ISTRUZIONI DI LAVORO: Per favore, inserisci tutte le voci riportate qui sotto in un elenco JSON di stringhe, una stringa per ogni riga, senza includere le righe vuote. Lascia fuori dalla risposta le immagini.

DATI FORNITI:
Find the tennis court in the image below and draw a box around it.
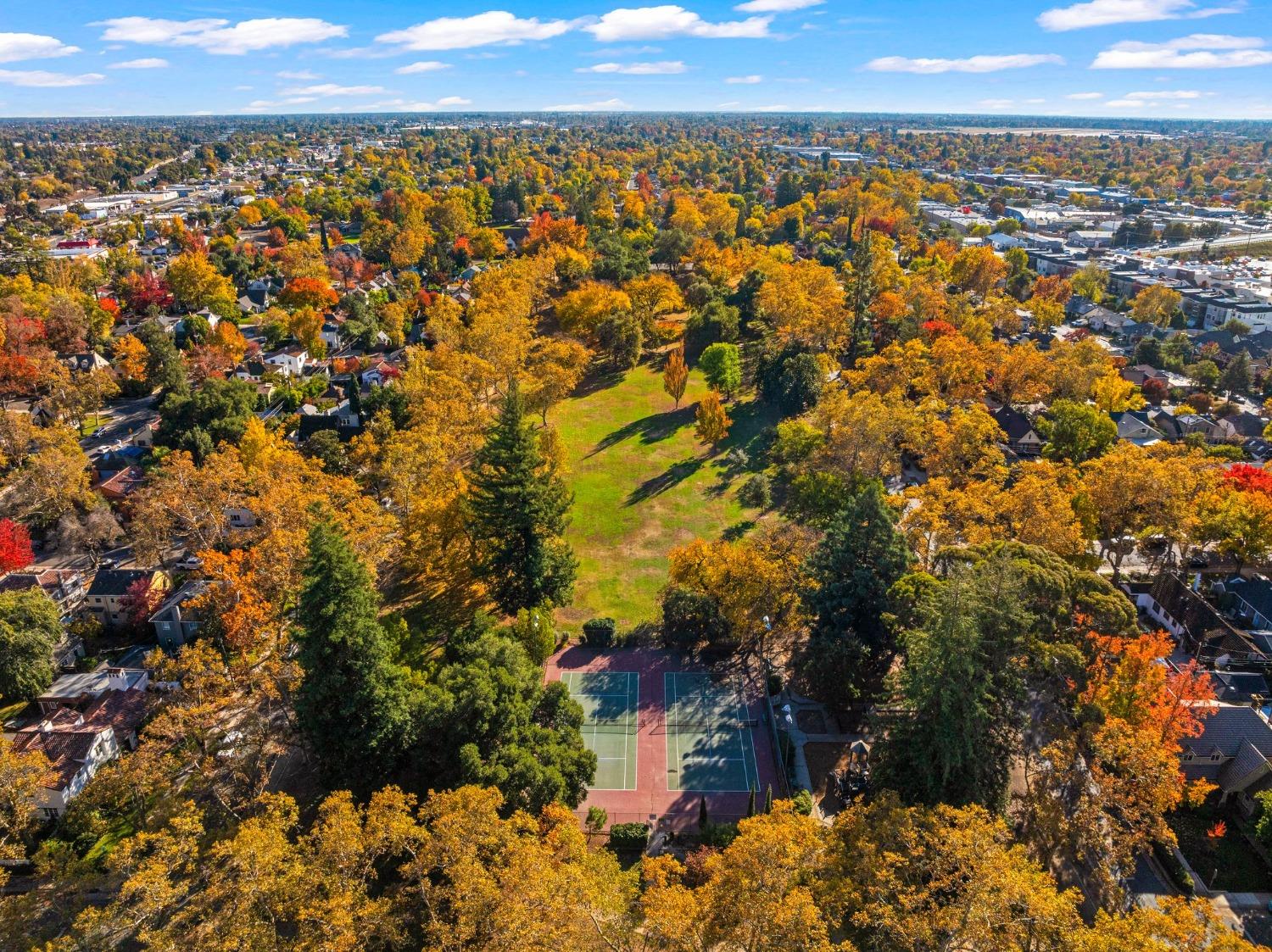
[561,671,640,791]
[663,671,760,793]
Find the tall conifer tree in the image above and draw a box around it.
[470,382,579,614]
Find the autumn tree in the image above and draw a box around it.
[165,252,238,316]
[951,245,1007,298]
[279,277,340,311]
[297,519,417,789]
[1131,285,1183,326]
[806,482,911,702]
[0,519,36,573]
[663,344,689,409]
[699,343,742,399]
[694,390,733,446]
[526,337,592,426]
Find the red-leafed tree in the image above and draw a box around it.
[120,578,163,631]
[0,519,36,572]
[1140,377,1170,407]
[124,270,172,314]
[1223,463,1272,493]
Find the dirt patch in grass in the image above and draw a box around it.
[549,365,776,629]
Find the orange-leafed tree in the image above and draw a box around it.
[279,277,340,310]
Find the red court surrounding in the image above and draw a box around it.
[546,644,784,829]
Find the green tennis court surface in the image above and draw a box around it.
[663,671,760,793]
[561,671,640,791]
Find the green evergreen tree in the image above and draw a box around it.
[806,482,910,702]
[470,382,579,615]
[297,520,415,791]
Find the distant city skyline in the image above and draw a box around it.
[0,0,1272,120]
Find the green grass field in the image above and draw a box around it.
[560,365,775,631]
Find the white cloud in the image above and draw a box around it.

RISPOSTA ALL'ESERCIZIO:
[
  "Find the tennis court in the image below and draw a box around it.",
  "[561,671,640,791]",
  "[663,671,760,793]",
  "Find the tall conifer tree in the image above and draw a box around it.",
  "[470,382,579,614]",
  "Find the autumn tree in the image above and draw a box around it.",
  "[165,252,238,316]",
  "[951,245,1007,298]",
  "[279,277,340,311]",
  "[297,519,417,789]",
  "[1131,285,1183,326]",
  "[806,482,911,702]",
  "[0,519,36,573]",
  "[663,344,689,409]",
  "[699,343,742,399]",
  "[694,390,733,446]",
  "[526,337,592,426]",
  "Find the red-leafed tree in the image above and draw a box around it.",
  "[120,578,163,631]",
  "[0,519,36,572]",
  "[1140,377,1170,407]",
  "[124,270,172,314]",
  "[1223,463,1272,493]",
  "Find the dirt patch in grass in the image above and draw a box around it.",
  "[549,365,776,629]",
  "Find the orange-leafed tree in the image above and draw a box around it.",
  "[279,277,340,310]",
  "Find the red court surrounding in the image above and draw a box around it.",
  "[546,644,784,829]",
  "Find the green tennis court surface in the image above and draw a box around it.",
  "[663,671,760,793]",
  "[561,671,640,791]",
  "Find the green evergreen tree in the image above and draw a box around it.",
  "[806,482,910,702]",
  "[470,382,579,615]",
  "[297,520,415,791]",
  "Find the distant city skyline in the image above and draw a box around it.",
  "[0,0,1272,120]",
  "Find the green grass field in the image above and draw a box around it.",
  "[560,365,775,631]",
  "Find the white cloud in the image above and draw a box around it."
]